▶ Exercise details
Format everything from the start of the records down to the line containing "negative clicks: (945, 266)", both ends included, as a JSON list of strings with one string per line and blank lines omitted.

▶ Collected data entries
:::::

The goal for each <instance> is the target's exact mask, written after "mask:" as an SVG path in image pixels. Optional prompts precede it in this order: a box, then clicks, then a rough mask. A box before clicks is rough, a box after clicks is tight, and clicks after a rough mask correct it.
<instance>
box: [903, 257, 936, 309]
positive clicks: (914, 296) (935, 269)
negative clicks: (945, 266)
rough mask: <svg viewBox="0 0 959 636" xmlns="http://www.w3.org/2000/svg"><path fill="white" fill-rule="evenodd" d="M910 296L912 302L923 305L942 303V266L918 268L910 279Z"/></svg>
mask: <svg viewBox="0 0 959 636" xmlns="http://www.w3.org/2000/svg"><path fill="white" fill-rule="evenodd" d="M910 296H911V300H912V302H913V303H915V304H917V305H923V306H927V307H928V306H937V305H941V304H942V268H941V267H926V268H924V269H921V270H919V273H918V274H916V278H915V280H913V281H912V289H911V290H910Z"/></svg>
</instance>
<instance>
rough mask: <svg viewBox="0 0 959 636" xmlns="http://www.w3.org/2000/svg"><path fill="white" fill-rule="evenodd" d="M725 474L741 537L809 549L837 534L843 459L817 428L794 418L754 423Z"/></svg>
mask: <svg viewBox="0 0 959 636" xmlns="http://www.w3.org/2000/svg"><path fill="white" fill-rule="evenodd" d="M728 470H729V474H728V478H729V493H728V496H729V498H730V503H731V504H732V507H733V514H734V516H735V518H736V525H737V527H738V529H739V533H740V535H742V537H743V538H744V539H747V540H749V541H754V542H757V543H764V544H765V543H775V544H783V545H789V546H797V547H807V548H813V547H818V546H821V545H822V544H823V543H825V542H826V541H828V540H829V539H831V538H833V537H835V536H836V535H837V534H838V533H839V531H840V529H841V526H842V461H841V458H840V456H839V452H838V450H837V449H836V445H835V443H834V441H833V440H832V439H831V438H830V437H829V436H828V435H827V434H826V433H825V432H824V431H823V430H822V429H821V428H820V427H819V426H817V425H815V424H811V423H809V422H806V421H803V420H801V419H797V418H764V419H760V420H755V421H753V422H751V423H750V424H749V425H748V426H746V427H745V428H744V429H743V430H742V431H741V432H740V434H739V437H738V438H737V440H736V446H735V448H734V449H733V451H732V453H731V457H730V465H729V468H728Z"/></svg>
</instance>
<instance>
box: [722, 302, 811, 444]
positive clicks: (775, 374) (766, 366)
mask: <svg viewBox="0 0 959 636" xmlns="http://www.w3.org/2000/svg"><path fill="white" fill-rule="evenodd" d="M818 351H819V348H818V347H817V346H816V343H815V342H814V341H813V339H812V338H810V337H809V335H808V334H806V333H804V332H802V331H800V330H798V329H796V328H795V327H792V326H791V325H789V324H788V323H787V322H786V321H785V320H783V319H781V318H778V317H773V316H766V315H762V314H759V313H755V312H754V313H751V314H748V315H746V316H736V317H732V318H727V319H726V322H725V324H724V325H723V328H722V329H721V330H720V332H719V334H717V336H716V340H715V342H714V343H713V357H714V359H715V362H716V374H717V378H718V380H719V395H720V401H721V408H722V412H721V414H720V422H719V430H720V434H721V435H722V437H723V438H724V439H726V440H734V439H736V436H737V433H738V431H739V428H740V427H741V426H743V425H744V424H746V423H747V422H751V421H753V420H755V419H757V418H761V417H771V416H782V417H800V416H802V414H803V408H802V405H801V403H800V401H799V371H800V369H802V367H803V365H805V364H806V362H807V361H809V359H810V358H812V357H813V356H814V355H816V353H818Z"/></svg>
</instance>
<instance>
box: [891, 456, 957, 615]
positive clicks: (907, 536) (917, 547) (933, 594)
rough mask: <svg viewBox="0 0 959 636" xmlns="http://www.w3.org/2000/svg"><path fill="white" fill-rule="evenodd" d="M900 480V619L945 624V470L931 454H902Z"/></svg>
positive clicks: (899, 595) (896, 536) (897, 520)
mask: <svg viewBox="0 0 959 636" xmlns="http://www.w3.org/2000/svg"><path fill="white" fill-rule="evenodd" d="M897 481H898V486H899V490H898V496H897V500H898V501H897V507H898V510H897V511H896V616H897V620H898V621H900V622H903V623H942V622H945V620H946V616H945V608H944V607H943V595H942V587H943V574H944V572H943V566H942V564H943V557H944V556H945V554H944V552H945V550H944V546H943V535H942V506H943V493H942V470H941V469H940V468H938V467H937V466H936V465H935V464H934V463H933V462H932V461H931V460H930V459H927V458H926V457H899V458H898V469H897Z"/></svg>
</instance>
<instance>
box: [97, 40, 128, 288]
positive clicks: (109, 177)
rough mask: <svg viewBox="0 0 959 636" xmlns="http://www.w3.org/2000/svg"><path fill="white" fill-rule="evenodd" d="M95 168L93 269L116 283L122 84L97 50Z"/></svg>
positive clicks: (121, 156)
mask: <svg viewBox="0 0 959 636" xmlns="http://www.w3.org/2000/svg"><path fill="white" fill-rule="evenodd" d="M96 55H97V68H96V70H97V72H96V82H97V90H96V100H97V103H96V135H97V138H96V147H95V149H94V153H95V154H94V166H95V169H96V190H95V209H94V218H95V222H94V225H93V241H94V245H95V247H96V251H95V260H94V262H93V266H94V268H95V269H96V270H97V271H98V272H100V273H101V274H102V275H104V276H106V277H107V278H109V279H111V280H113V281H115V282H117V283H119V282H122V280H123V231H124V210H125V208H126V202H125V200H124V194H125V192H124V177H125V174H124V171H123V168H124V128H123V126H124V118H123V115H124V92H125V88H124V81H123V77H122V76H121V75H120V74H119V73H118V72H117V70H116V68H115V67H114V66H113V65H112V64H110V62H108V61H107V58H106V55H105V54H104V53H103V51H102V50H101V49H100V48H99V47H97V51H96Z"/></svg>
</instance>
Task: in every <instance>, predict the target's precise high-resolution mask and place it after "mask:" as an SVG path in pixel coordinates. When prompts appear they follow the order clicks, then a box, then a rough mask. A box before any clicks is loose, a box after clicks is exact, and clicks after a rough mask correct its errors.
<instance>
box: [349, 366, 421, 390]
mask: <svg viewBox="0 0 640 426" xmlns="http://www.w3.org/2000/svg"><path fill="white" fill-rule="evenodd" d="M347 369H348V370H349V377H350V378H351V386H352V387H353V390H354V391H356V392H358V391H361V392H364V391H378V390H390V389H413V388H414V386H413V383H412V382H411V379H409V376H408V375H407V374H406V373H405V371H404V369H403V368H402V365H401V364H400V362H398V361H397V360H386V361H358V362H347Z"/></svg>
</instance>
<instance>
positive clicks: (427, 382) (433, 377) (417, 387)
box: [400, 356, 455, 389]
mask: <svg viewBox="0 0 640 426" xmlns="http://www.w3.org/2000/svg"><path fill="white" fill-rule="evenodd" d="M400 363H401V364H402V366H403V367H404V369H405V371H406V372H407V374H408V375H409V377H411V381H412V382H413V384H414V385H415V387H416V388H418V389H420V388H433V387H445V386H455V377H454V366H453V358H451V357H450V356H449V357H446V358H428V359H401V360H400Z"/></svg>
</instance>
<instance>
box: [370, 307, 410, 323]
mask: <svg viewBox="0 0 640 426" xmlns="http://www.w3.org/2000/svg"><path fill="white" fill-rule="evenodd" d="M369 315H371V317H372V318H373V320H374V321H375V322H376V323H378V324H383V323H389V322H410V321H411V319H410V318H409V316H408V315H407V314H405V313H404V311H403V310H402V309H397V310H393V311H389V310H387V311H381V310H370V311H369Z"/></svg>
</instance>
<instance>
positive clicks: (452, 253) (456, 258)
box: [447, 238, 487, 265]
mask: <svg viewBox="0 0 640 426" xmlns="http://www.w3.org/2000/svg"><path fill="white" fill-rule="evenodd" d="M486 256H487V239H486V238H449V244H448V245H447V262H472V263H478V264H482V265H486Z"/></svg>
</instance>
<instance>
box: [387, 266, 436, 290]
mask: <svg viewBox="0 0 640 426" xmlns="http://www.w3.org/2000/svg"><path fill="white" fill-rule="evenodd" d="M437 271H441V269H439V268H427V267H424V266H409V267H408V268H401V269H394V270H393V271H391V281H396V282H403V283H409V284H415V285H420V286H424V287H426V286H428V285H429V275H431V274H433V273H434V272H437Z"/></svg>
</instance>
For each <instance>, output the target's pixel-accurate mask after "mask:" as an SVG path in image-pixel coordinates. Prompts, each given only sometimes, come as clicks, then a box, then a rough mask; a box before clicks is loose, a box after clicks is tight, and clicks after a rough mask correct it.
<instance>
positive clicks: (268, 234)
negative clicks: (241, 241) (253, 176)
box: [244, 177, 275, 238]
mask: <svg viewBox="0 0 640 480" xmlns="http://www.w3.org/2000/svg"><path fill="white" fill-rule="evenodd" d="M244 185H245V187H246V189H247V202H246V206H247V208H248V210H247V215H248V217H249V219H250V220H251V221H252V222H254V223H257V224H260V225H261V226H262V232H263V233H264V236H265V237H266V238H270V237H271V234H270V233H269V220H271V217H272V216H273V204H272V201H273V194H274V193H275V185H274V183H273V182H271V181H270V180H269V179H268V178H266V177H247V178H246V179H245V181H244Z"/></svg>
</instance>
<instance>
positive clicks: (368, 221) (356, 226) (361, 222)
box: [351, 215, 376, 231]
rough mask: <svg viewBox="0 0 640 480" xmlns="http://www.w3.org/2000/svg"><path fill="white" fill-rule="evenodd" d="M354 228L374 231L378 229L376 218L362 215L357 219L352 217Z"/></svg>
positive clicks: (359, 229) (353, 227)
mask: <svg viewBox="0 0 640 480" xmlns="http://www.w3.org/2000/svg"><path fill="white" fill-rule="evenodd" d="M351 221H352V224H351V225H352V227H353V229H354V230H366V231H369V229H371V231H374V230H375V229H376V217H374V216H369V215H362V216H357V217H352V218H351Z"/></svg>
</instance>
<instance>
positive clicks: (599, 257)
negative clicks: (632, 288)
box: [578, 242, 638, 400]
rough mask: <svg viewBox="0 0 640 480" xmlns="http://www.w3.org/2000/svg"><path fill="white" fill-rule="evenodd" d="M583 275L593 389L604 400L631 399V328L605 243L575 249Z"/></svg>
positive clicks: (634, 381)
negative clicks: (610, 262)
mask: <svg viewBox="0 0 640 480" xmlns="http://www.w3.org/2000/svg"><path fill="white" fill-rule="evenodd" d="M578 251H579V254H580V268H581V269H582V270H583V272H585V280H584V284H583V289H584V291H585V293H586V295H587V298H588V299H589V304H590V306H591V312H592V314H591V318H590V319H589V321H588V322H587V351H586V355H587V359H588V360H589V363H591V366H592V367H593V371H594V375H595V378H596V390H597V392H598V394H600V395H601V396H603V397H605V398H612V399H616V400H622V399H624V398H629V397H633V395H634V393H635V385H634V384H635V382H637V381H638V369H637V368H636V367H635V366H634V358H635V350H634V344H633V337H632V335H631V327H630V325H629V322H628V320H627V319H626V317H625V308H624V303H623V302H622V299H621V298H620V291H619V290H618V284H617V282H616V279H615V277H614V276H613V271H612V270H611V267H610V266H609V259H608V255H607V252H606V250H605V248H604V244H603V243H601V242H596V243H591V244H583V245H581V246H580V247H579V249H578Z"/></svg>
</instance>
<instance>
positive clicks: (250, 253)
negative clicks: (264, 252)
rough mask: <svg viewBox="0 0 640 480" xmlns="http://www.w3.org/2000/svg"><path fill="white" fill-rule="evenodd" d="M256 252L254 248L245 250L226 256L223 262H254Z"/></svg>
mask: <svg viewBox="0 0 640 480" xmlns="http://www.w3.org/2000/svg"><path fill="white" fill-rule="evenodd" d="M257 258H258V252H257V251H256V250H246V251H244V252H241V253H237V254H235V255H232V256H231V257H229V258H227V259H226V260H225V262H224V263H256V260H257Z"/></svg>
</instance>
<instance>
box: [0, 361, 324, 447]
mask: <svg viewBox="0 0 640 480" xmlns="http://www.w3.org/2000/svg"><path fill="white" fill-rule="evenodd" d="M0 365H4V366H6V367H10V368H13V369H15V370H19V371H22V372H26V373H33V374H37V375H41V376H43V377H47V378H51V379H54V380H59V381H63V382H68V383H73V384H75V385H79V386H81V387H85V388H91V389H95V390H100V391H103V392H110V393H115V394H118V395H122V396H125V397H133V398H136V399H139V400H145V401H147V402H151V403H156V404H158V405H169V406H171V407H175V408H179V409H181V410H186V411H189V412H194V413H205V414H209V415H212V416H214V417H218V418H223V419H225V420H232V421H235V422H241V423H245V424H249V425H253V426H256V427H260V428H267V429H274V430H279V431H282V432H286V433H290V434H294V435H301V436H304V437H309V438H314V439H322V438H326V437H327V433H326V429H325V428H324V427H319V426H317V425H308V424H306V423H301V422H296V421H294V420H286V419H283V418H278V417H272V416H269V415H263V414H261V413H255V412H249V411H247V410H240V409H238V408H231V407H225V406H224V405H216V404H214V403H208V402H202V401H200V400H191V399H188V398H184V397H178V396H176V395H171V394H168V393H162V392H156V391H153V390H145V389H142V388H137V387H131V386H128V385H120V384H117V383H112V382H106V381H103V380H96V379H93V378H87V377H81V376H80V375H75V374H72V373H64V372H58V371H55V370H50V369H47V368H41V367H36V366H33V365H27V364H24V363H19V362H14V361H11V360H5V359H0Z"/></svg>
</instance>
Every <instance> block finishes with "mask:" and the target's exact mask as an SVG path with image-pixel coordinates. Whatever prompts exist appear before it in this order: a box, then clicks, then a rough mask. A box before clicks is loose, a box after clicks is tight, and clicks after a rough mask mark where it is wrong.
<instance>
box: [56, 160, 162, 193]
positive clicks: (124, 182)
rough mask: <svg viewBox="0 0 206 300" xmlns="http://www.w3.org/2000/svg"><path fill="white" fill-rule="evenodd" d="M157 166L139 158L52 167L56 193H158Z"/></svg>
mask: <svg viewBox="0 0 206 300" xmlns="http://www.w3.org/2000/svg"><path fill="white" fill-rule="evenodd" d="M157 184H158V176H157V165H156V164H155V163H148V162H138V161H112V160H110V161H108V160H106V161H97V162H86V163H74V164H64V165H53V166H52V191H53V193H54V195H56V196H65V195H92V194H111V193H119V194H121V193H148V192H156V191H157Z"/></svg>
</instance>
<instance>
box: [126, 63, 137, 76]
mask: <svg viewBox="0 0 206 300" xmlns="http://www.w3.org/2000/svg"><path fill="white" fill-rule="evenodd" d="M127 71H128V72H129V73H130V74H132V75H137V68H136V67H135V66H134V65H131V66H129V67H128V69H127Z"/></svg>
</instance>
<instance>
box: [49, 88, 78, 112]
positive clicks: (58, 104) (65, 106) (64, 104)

:::::

▶ Exercise output
[
  "The goal for each <instance> is the target's exact mask, written after \"mask:\" as an SVG path in image pixels. Optional prompts precede it in this order: a box, then clicks, then a rough mask. A box before clicks is rough, a box after clicks is tight, and clicks after a rough mask correct it.",
  "<instance>",
  "box: [903, 257, 936, 309]",
  "positive clicks: (914, 296) (935, 269)",
  "negative clicks: (945, 266)"
]